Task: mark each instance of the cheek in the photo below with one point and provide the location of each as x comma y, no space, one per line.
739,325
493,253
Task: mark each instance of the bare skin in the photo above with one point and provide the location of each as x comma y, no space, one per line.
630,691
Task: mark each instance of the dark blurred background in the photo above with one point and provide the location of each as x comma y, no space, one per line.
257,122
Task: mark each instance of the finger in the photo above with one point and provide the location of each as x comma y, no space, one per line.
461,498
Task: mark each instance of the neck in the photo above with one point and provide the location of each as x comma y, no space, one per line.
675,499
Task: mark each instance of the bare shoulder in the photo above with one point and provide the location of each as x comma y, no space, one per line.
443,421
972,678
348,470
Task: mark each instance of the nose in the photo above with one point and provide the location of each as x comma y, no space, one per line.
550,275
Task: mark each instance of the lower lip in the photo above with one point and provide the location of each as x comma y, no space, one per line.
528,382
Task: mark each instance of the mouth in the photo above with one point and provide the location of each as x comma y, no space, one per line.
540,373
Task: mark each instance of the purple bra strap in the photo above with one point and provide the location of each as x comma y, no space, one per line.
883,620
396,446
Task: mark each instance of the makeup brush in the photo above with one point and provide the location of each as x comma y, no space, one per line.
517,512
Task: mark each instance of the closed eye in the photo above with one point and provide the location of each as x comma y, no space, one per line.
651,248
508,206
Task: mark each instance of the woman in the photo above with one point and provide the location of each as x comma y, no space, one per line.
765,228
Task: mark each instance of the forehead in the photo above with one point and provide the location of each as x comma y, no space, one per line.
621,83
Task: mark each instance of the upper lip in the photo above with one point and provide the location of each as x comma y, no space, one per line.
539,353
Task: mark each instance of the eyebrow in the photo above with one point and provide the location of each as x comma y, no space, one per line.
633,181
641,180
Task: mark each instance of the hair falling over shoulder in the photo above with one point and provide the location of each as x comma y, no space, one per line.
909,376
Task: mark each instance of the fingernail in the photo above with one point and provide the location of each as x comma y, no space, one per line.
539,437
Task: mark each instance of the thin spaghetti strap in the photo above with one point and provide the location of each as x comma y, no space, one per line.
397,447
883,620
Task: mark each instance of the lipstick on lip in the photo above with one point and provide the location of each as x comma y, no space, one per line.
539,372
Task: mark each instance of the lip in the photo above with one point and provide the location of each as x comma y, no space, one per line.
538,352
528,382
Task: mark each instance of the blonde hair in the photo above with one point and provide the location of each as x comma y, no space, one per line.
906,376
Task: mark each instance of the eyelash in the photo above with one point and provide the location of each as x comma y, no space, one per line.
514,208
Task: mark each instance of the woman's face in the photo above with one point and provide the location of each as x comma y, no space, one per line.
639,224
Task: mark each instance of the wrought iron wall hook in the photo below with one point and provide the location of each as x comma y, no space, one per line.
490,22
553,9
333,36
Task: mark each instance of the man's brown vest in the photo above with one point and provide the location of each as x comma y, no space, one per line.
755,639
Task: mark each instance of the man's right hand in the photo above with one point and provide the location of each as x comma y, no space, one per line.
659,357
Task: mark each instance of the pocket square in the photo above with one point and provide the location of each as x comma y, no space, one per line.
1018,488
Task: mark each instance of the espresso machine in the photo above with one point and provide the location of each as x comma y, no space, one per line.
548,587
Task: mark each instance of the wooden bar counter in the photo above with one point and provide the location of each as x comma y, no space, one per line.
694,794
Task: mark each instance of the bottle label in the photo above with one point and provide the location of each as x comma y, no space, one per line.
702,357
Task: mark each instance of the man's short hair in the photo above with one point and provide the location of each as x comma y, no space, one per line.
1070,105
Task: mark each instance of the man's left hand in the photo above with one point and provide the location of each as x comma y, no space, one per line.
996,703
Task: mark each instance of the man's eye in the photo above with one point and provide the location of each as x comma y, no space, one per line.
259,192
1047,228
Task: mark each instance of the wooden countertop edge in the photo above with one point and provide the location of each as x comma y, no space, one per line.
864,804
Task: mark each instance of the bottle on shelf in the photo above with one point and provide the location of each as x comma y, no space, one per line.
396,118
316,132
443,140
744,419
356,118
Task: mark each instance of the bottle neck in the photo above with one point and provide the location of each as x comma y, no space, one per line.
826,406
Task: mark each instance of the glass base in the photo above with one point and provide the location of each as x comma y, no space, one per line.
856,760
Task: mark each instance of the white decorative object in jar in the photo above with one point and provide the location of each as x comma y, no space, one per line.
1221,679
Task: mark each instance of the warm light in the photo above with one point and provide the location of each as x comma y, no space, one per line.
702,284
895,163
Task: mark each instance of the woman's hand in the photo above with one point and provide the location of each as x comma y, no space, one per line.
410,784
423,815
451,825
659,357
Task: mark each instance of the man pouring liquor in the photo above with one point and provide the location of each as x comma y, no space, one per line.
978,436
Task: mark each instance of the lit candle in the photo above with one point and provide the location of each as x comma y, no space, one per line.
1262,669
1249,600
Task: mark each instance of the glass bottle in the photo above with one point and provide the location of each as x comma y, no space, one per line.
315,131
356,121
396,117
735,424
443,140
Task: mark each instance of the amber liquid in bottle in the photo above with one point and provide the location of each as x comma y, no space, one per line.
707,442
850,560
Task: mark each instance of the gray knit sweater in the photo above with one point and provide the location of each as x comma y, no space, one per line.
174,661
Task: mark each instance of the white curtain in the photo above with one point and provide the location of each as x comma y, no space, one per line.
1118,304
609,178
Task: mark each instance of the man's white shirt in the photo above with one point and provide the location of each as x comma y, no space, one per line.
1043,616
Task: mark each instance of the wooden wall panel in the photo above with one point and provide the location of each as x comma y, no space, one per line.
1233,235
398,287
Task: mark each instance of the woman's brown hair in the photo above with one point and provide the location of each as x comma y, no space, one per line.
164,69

[Brief] Retyping every line above exactly is all that is needed.

[Result of the exercise]
Task: mark each instance of the cheek in the photo below with one point and provide the location of each as x comma y, no space, one per line.
739,325
493,253
Task: mark each instance of the bare skin in the photo above with one point and provide the location of each as x comma y, no space, one per line.
630,691
Task: mark each instance of the dark blurred background in the photo above with one point and provide the location of each as x comma y, no space, one per line.
257,122
Task: mark each instance of the finger in the photo above with one point and provide the location of each as x comma y, no space, one per line.
461,498
Task: mark each instance of the neck in the photo above with one point and provide the location of each as x comma y, no space, one per line.
675,499
Task: mark each instance of the bare shoulder in the photo above with one point and provide the location of each as x comma y, no space, one per line.
443,421
972,678
348,470
Task: mark each instance of the nose in the photo above with one point and provide the location of each as x comma y, no space, one per line.
550,275
Task: mark each instance of the lower lip in the photo above with one point and provide the location of each as x comma y, no space, one per line.
528,382
Task: mark each instance of the mouth in the photo above with one point and provide the location of each as x comma y, no space, one per line.
540,373
Task: mark each instance of the purple bra strap in the photo above with one point and provide the location of each as x comma y, no space, one per line.
883,620
396,446
Task: mark each instance of the makeup brush in the photo above with one point and provide the location of each as x comma y, no space, one per line.
517,512
Task: mark each instance of the closed eye in the photo above with one point and provide the location of each as x comma y, no space, one per line.
651,248
508,206
Task: mark each instance of the woman in the photo above with one point and provide the location of each as x comma y, no space, one per line.
765,228
Task: mark each instance of the forehead in the photo above with one point and provide the location of each as x comma y, no space, one per line.
621,83
Task: mark each instance of the upper lip in the photo above with one point and provide the location of each as x comma y, no space, one per line.
539,353
Task: mark each instance of the eyebrow in the photo above with one point and provide the location of each as x comma y, no space, one per line.
633,181
641,180
Task: mark each instance of the hair falling over shoulder in the photo above with one point and provide the location of each as x comma y, no space, one per line.
909,376
Task: mark each instance of the fingernail in the photo above with one point and provide the location of each as x comma y, no space, one per line.
539,437
Task: mark each instance of the thin spaghetti strap in the photo above with one point and provide the location of each as x comma y, no space, one per line.
397,447
883,620
Task: mark each instance of the lipstick on lip in the photo above with one point and provide the location of each as x comma y, no space, one per line.
539,372
Task: mark each instance of the lip in the photo above with one point and provide the location of each as x comma y, no space, one per line.
538,352
528,382
Task: mark each instance of the blonde hair in the photo above with one point and provide the location of each as x comma y, no space, one per line.
906,376
Task: mark each instance of the eyelash in the photo above with one point and provide the location of each as x comma y, no space, one per line.
514,208
Task: mark each instance of the woman's face in the photo above with one point and provide the location of each as x comma y, no space, one per line.
639,224
Task: mark each instance of the wrought iron wall hook in the photo below with one point and provide the location of each as x comma y, no space, one per line.
490,22
553,9
333,36
Task: mark each instance of the man's brown vest in the photo above with one point and provide the location of each as x comma y, no space, one per line.
755,639
Task: mark each instance of the man's right hand in the photo above with one point and provide the location of each as x comma y, no space, one per line.
659,357
Task: mark each instance of the pocket square in the photo above with one point and provide the location of each as x comma y, no space, one per line.
1018,488
Task: mark each instance of the espresso machine in the photo above with one point and provide the location of each as x comma y, no space, one per line.
548,587
Task: mark each instance of the wooden bar counter in the photo above with one point and provide the location of each as x comma y, no space, one per line.
694,794
Task: mark each instance of the bottle label in the photo above with one point and provide the location of each as x comma y, no space, one per line.
702,357
Task: mark each instance of the man's short hair in the photo above with one point and provide the location of each as x comma y, no space, one per line.
1070,105
Task: mark each instance of the man's left hand in the photo above with one point and provide the location of each as x comma y, no space, one per line.
996,703
Task: mark each instance of the man's eye in the photo above with one point and provide the location of each as x comma y, no space, one per line.
259,192
1047,228
Task: mark each instance of the wooden countertop edge in the photo above with one point and provide the location of each as x comma y, no space, one per line.
864,804
Task: mark each instance of the bottle on shelf in the photo above with one point and provide the location of each as x comma y, no space, one per line.
396,118
316,132
443,140
744,419
356,118
Task: mark each instance of the bottle neck in the photo above with one point and provide the location of each as x comma y, no space, one per line.
826,406
Task: mark each instance of the glass base in the photo above with one point and provide the location of each as x comma y, no space, one per line.
856,760
Task: mark each instance of the white decorative object in jar in the photo above with one point and provide the location of each as x comma y, no space, one per line.
1221,679
Task: mark each instance of the warm light in the photo above with one point and provide the location of each as x comma y, no space, one per line.
702,284
895,163
Task: mark each instance of the woman's hand in the photo above with one point and provide the location of each as x comma y, no space, one per line.
410,784
423,815
451,825
659,357
Task: mark each instance of the man pouring liquor in the photo above with one point and provide the location of each as x comma y, no space, one per line.
978,436
Task: mark each instance of the lit candle in the photo above with one point and provide the location of each as x comma y, no space, one per line.
1262,669
1249,600
Task: mark each instance of the glass bottle in the photo above with one point and provide the location of each as x comma y, no space, one per line.
315,131
356,121
396,117
735,424
443,140
Task: mark each instance of the amber liquid in bottle in the photo above with one point and provide the location of each as x comma y, no space, one per line.
707,442
850,560
Task: mark each instance of the gray knit sweater in the photo above with one point and provide the location of each as x comma y, no space, one per line.
174,661
Task: mark each instance of the white curtain in the photo above with one point and provide the location of each as x comma y, no space, one per line.
1118,304
609,178
Task: mark each instance of the man's white shirt in the photo above with one point and provide the location of each as x comma y, no space, one per line.
1043,616
Task: mark each instance of the wooden wall panel in the photo above with one point and provide the location of each as x comma y, no space, one per line.
1233,235
398,287
Task: mark each instance of the woman's brown hair in the photo above with one point and provide the location of each as x comma y, no space, one per line.
164,69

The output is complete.